## Work request
When you copy the data, keep every word exactly as it is and leave the pictures out.

Collected data
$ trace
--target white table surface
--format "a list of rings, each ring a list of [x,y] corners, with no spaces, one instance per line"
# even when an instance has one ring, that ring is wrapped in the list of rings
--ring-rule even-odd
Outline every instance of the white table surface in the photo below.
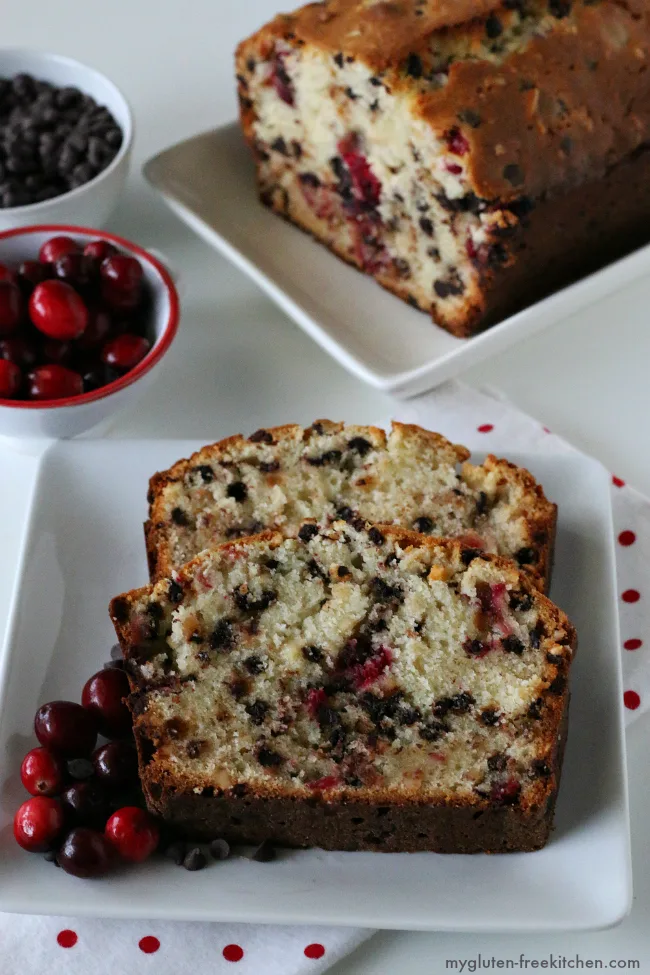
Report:
[[[238,271],[196,239],[149,190],[140,164],[160,149],[234,116],[236,42],[284,6],[278,0],[32,0],[3,4],[3,46],[69,54],[107,72],[135,112],[134,165],[111,229],[163,250],[182,276],[178,339],[143,399],[107,431],[112,437],[213,437],[319,416],[373,422],[390,411],[275,309]],[[218,179],[215,173],[215,179]],[[522,408],[650,493],[650,282],[640,282],[465,375],[500,387]],[[29,450],[0,452],[0,635],[24,516]],[[635,870],[631,916],[591,934],[375,936],[336,975],[433,975],[445,960],[638,959],[650,970],[650,767],[648,719],[628,736]],[[603,864],[603,869],[607,865]],[[431,882],[436,878],[432,876]]]

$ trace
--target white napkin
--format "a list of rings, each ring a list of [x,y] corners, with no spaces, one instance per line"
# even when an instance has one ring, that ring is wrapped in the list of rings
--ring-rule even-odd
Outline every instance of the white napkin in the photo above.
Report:
[[[450,382],[395,405],[395,418],[443,433],[471,450],[573,451],[498,393]],[[650,705],[650,501],[612,476],[621,593],[621,653],[628,723]],[[647,634],[647,636],[646,636]],[[55,869],[54,867],[52,869]],[[269,864],[269,869],[273,865]],[[97,881],[101,883],[101,881]],[[320,973],[373,932],[361,928],[103,921],[0,915],[2,975],[306,975]]]

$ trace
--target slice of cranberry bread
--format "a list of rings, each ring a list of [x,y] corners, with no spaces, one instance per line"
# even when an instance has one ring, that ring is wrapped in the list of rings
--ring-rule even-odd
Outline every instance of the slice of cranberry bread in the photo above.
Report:
[[[263,203],[466,336],[647,241],[648,58],[639,0],[325,0],[236,62]]]
[[[188,835],[547,841],[575,633],[512,562],[306,522],[203,552],[110,613],[148,805]]]
[[[421,427],[320,420],[229,437],[179,461],[150,484],[145,526],[151,578],[229,538],[287,531],[306,518],[361,518],[423,534],[461,536],[515,559],[548,585],[556,507],[528,471]]]

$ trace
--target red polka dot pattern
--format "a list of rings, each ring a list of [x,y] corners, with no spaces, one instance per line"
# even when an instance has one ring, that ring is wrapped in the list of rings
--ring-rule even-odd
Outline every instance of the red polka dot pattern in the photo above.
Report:
[[[643,646],[643,640],[638,640],[636,637],[632,640],[626,640],[623,644],[626,650],[638,650],[639,647]]]
[[[634,545],[636,542],[636,535],[631,531],[624,531],[618,536],[618,541],[620,545]]]
[[[226,961],[241,961],[244,957],[244,949],[239,945],[226,945],[222,954]]]
[[[307,947],[305,948],[305,955],[307,956],[307,958],[314,958],[314,959],[322,958],[324,954],[325,954],[325,949],[323,948],[322,945],[319,945],[317,942],[314,942],[313,945],[307,945]]]
[[[77,932],[66,928],[64,931],[59,931],[56,940],[62,948],[74,948],[78,941]]]
[[[616,474],[612,474],[612,484],[614,487],[625,487],[625,481],[621,480],[620,477],[617,477]]]
[[[480,427],[476,428],[479,433],[491,433],[494,430],[493,423],[482,423]]]
[[[138,948],[140,951],[144,951],[145,955],[153,955],[154,951],[158,951],[160,948],[160,941],[158,938],[154,938],[152,934],[148,934],[146,937],[140,938]]]
[[[621,599],[624,603],[638,603],[641,599],[641,593],[636,589],[626,589],[621,595]]]
[[[542,430],[544,431],[544,433],[550,433],[551,432],[548,427],[542,427]]]
[[[641,698],[636,691],[626,691],[623,695],[623,703],[625,704],[626,708],[630,709],[630,711],[636,711],[641,704]]]

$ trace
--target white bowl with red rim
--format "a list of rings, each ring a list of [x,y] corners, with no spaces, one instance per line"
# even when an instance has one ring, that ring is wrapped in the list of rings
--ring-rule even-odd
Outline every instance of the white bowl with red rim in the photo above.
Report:
[[[0,398],[0,435],[60,440],[90,430],[140,396],[176,335],[180,307],[170,272],[153,254],[115,234],[59,224],[5,230],[0,232],[0,264],[17,268],[21,261],[37,260],[42,245],[59,235],[72,237],[81,247],[91,240],[107,240],[140,262],[150,294],[151,349],[129,372],[92,392],[52,400]]]

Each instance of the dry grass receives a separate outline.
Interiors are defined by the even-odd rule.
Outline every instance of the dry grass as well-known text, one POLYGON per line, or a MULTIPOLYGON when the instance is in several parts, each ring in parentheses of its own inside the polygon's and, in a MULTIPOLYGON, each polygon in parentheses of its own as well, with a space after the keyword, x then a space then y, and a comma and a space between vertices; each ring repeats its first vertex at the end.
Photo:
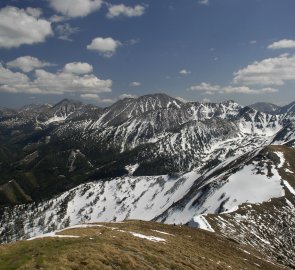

## Answer box
$ trace
--target white table surface
--format "a list of rings, each ring a list of [x,y] corners, with no spaces, one instance per line"
# even when an instance has one ring, that ring is wrapped in the list of rings
--ring-rule even-odd
Outline every instance of the white table surface in the photo below.
Report:
[[[238,271],[196,239],[149,190],[140,164],[160,149],[234,116],[236,42],[284,6],[278,0],[32,0],[3,4],[3,46],[69,54],[107,72],[135,112],[134,165],[111,229],[163,250],[182,276],[178,339],[143,399],[107,431],[112,437],[213,437],[319,416],[373,422],[390,411],[275,309]],[[218,179],[215,173],[215,179]],[[522,408],[650,493],[650,282],[640,282],[465,375],[500,387]],[[29,450],[0,452],[0,635],[24,516]],[[635,870],[631,916],[591,934],[375,936],[336,975],[433,975],[445,960],[638,959],[650,970],[650,767],[648,719],[628,736]],[[603,864],[603,869],[607,865]],[[431,882],[436,878],[432,876]]]

$ trace
--target white napkin
--format "a list of rings, each ring a list of [x,y] corners, with no spaces, one instance per line"
# even when an instance has one ring, that ring is wrapped in the list of rings
--ring-rule even-odd
Outline every instance of the white napkin in the photo above.
Report:
[[[450,382],[395,405],[395,418],[443,433],[471,450],[573,451],[498,393]],[[650,705],[650,501],[612,476],[621,593],[621,653],[628,723]],[[647,634],[647,636],[646,636]],[[55,869],[54,867],[52,869]],[[269,864],[269,869],[273,865]],[[97,881],[101,883],[101,881]],[[320,973],[373,932],[361,928],[103,921],[0,915],[2,975],[306,975]]]

$ trace
--target slice of cranberry bread
--format "a list of rings, each ring a list of [x,y] corners, with no spaces, one instance per line"
# even when an instance has one ring, that ring is wrapped in the list of rings
--ring-rule even-odd
Outline every instance of the slice of cranberry bread in the photo above.
Report:
[[[263,203],[466,336],[647,241],[648,58],[639,0],[325,0],[236,62]]]
[[[188,835],[547,841],[575,633],[512,562],[306,522],[203,552],[110,613],[148,805]]]
[[[421,427],[320,420],[229,437],[179,461],[150,484],[145,526],[151,578],[229,538],[287,531],[306,518],[361,518],[423,534],[461,536],[515,559],[548,585],[556,507],[528,471]]]

$ trace
--target red polka dot pattern
--format "a list of rings, each ring a list of [x,y] corners, with no spaces, one instance per line"
# even when an instance has one ring, that ring is wrapped in the list of rings
--ring-rule even-odd
Outline every instance of the red polka dot pattern in the photo above.
Report:
[[[643,646],[643,640],[638,640],[636,637],[632,640],[626,640],[623,644],[626,650],[638,650],[639,647]]]
[[[634,545],[636,542],[636,535],[631,531],[624,531],[618,536],[618,541],[620,545]]]
[[[226,961],[241,961],[244,957],[244,949],[239,945],[226,945],[222,954]]]
[[[307,947],[305,948],[305,955],[307,956],[307,958],[314,958],[314,959],[322,958],[324,954],[325,954],[325,949],[323,948],[322,945],[319,945],[317,942],[314,942],[313,945],[307,945]]]
[[[77,932],[66,928],[64,931],[59,931],[56,940],[62,948],[74,948],[78,941]]]
[[[616,474],[612,474],[612,484],[614,487],[625,487],[625,481],[621,480],[620,477],[617,477]]]
[[[480,427],[476,428],[479,433],[491,433],[494,430],[493,423],[482,423]]]
[[[138,948],[140,951],[144,951],[145,955],[153,955],[154,951],[158,951],[160,948],[160,941],[158,938],[154,938],[152,934],[148,934],[146,937],[140,938]]]
[[[621,599],[624,603],[638,603],[641,599],[641,593],[636,589],[626,589],[621,595]]]
[[[542,430],[544,431],[544,433],[550,433],[551,432],[548,427],[542,427]]]
[[[641,698],[636,691],[626,691],[623,695],[623,703],[625,704],[626,708],[630,709],[630,711],[636,711],[641,704]]]

$ trace
--target white bowl with red rim
--format "a list of rings, each ring a list of [x,y] corners, with no spaces, one instance per line"
# even when an instance has one ring, that ring is wrapped in the list of rings
--ring-rule even-odd
Outline every instance of the white bowl with red rim in the photo above.
Report:
[[[0,398],[0,435],[60,440],[90,430],[140,396],[176,335],[180,307],[170,272],[153,254],[115,234],[59,224],[5,230],[0,232],[0,264],[17,268],[21,261],[37,260],[42,245],[59,235],[72,237],[81,247],[91,240],[107,240],[140,262],[150,294],[151,349],[129,372],[92,392],[52,400]]]

Each instance of the dry grass receives a separate outline.
Interiors are defined by the even-odd rule.
Outline every instance of the dry grass as well-known text, one POLYGON per line, or a MULTIPOLYGON when the instance is in several parts, each ring in parentheses of its own inside the polygon's and, in a MULTIPOLYGON, each polygon in parentheses of its own as well, with a space after the keyword, x then a space then y, and a comma and a space between vertices; each ring repeats its first vertex at the end.
Photo:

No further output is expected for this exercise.